SELECTED TEXT:

* * * * * * * * *

Hsing Tian Temple in Taipei City is set to ban incense burning while not providing tables for offerings from Aug. 26 so as to better protect the environment.
Improving air quality is the main reason for the ban. “If each visitor uses just two sticks, you can imagine how many are burned each year,” temple staffer Lee Chu-hwa said. “Most of the incense is imported and has chemical additives, adding to the problem.”
Attracting 6 million visits per year, the temple is instead encouraging worshipers to use their hands and hearts to show their devotion.
Lee cited the case of a female worshipper in her 70s who would spend about four hours per day at the temple and developed lung cancer. Although there is no proof that the incense smoke caused the illness, the woman had to wear a face mask during subsequent visits.
Many staff and worshippers also complained that prolonged exposure was making them feel uncomfortable.
Taipei City Government’s Department of Civil Affairs Commissioner Huang Lu Ching-ju praised temple efforts to modernize methods of worship in line with heightened environmental sensitivities.
“When we banned the burning of ghost money, there was resistance at first but no falloff in the number of visitors. People have gradually accepted this way of thinking.”
The removal of the votive tables was likewise primarily motivated by health concerns. In times past devotees would buy rice cakes to leave on the tables, which would then be handed out to the needy.
But in recent years recipients had begun to refuse the gifts, as they feared they contained preservatives detrimental to their health.
According to Lee, the number of cakes thrown away ranged from 100 on a typical day to 1,000 on the first and 15th days of each lunar month. “We had to throw so many away that our wrists got sore,” he said.
A Taoist temple devoted to Three Kingdoms-period (220-280) military hero Guan Yu, Hsing Tian Temple was founded in 1967.

* * * * * * * * *

SUPPLIED DATA:
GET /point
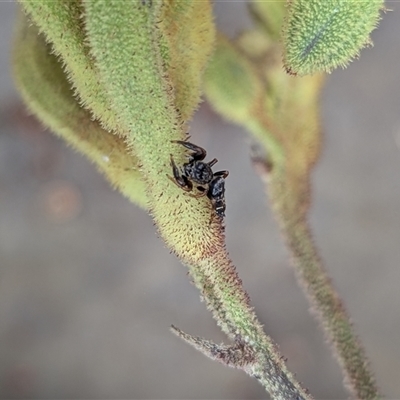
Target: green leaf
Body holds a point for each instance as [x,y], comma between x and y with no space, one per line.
[320,35]
[188,32]
[61,23]
[48,94]
[283,116]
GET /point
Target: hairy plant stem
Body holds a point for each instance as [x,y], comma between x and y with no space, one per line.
[325,301]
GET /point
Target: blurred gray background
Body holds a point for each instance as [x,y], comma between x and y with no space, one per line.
[88,291]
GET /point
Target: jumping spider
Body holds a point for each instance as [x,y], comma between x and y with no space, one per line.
[198,173]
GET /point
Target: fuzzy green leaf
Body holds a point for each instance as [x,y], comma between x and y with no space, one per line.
[283,116]
[48,95]
[269,15]
[61,23]
[188,32]
[320,35]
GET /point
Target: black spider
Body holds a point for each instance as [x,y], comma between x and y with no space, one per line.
[198,173]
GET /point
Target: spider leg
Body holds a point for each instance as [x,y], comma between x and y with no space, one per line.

* * * * * * * * *

TASK DETAILS: Copy out the section of the Hsing Tian Temple article that begins with "Many staff and" and ends with "to their health.", switching "rice cakes" to "steamed buns".

ANSWER TO THE EXERCISE:
Many staff and worshippers also complained that prolonged exposure was making them feel uncomfortable.
Taipei City Government’s Department of Civil Affairs Commissioner Huang Lu Ching-ju praised temple efforts to modernize methods of worship in line with heightened environmental sensitivities.
“When we banned the burning of ghost money, there was resistance at first but no falloff in the number of visitors. People have gradually accepted this way of thinking.”
The removal of the votive tables was likewise primarily motivated by health concerns. In times past devotees would buy steamed buns to leave on the tables, which would then be handed out to the needy.
But in recent years recipients had begun to refuse the gifts, as they feared they contained preservatives detrimental to their health.